→ Document text:

-*-

On August 17, 1922, Walter Johnson, the husband of appellee, an employee of appellant, received a personal injury by accident arising out of and in the course, of his employment. On October 23, 1922, the employer and employee entered into a compensation agreement which was duly filed with and approved by the Industrial Board, by the terms of which agreement the employer was to pay to the employee, commencing on August 28, 1922, the sum of $13.20 per week during the period of his total disability, and also the reasonable and necessary surgical and hospital expenses of said employee during the first thirty days after said injury.
The record also discloses that, almost immediately after said injury, said employee became confined to his *311bed and so remained until May 15, 1923, when he died, and that, during practically all of said time, he was under the care of physicians-. His ailment was pronounced by his physicians as being spondylitis of the lumbar vertebrae. On May 12, 1923, he became very sick and was vomiting fecal matter; his abdomen was very much distended and he had high fever; on May 13, he was removed to a hospital for an “exploratory operation” which was at once performed. This operation disclosed that the patient had a “ruptured gangrenous appendix” and that his abdominal cavity was filled with a “sero-purulent fluid accompanied by virulent infection and general peritonitis.” Two days after the operation, he died, and his widow filed her application with the Industrial Board asking an award of compensation on account of the death of her said husband; compensation was awarded to the widow, from which award this appeal is prosecuted.
It is tacitly conceded in this case that the “virulent infection and general peritonitis,” which immediately caused the death of said Johnson, were caused by the appendicitis, the rupture of the gangrenous appendix, but, the appellant insists that no causal connection has been shown between the spondylitis, from which the deceased was suffering, and the appendicitis, which we may say caused his death, and that, therefore, the award of the Industrial Board is not sustained by sufficient evidence and is contrary to law.

-*-

→ Data:
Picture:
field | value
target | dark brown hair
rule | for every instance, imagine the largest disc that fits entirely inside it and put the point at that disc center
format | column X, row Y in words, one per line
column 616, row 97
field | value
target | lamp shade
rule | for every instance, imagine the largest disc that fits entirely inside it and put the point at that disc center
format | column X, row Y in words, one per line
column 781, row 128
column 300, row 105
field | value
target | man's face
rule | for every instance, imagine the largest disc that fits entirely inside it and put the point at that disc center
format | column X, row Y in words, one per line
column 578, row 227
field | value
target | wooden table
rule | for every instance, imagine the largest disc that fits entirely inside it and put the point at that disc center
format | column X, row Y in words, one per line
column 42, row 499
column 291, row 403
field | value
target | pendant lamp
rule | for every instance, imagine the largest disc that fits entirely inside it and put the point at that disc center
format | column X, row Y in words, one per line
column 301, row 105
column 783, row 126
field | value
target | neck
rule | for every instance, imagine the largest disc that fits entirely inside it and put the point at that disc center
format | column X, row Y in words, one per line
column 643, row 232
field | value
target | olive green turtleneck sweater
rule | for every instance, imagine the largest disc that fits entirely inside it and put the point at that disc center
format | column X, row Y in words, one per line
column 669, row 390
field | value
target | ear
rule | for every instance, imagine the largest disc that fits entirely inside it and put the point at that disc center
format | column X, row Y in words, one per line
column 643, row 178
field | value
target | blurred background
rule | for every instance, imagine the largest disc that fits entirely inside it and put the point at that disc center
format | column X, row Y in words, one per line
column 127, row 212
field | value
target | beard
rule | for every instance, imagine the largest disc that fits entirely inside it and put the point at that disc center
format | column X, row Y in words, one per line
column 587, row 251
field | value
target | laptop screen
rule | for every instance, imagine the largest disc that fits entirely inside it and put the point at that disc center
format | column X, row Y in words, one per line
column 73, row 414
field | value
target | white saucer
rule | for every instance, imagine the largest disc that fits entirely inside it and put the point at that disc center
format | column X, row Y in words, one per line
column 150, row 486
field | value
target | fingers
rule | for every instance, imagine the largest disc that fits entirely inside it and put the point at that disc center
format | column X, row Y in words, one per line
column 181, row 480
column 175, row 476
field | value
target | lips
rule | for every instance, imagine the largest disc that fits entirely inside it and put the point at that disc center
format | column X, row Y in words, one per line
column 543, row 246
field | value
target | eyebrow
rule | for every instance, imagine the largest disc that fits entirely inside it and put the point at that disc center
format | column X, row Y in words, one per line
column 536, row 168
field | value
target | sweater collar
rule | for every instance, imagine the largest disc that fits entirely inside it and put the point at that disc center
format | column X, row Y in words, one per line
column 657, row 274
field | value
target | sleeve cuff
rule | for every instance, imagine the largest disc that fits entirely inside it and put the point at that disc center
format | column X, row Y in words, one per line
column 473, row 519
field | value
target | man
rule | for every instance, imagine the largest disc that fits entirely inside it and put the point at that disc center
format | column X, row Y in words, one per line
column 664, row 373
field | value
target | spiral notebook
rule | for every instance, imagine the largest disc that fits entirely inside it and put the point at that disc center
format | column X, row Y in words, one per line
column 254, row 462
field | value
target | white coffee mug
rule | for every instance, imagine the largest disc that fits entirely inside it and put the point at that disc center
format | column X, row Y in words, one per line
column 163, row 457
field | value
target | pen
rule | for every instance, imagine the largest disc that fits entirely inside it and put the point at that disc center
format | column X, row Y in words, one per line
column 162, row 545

-*-

→ Exercise description:
Answer these from the compensation case opinion:
(a) What weekly sum did the compensation agreement require the employer to pay?
(b) On what date did the employee die?
(c) What ailment did his physicians pronounce him to have?
The entries are separate material from the opinion.

→ Answer section:
(a) $13.20 per week
(b) May 15, 1923
(c) Spondylitis of the lumbar vertebrae